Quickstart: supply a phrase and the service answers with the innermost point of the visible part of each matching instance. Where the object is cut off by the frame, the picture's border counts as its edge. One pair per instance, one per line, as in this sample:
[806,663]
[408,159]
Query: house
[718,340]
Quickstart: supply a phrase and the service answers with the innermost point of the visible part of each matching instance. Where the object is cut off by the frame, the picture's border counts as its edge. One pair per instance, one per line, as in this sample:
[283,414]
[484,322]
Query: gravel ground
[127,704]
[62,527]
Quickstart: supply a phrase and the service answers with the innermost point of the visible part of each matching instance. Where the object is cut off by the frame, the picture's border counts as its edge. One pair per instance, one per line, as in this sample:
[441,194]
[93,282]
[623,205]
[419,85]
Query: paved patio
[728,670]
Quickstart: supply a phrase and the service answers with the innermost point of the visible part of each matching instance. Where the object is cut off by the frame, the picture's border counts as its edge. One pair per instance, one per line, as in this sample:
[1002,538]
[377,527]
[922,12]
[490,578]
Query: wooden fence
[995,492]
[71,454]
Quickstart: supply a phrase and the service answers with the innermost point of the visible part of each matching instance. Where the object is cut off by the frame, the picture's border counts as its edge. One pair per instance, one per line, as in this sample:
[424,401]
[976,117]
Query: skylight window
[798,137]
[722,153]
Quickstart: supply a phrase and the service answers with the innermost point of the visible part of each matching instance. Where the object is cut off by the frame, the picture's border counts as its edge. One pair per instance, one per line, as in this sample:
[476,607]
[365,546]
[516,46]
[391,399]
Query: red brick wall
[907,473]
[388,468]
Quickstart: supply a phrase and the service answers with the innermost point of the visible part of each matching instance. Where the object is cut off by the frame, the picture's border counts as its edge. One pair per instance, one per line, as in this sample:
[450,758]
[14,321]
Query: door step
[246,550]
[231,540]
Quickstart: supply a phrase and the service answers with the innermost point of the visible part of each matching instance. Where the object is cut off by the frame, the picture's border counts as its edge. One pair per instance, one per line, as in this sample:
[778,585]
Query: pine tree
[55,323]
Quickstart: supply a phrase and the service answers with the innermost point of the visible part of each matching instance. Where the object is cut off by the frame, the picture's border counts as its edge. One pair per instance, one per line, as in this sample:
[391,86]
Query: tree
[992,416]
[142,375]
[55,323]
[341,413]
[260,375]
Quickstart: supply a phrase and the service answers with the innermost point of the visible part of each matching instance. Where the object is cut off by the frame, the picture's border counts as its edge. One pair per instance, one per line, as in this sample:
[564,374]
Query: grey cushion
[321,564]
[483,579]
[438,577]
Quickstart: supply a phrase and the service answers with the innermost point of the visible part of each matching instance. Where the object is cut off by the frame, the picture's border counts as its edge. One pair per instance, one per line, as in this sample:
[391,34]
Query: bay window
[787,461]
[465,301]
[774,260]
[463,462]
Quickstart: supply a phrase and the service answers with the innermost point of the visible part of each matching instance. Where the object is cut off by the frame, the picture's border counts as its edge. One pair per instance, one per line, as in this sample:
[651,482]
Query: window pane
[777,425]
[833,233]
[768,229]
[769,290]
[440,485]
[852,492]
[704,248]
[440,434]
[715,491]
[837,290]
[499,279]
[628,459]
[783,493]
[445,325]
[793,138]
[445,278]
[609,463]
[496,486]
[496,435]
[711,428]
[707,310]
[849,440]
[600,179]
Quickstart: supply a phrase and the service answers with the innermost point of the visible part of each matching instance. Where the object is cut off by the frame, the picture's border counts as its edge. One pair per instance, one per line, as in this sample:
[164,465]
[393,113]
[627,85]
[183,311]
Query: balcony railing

---*---

■ GIVEN INSTRUCTION ■
Pull out every line in the rows above that contains the word "window", and copy each of those lines in full.

■ EXERCISE RESULT ■
Query: skylight window
Query: bay window
Query: window pane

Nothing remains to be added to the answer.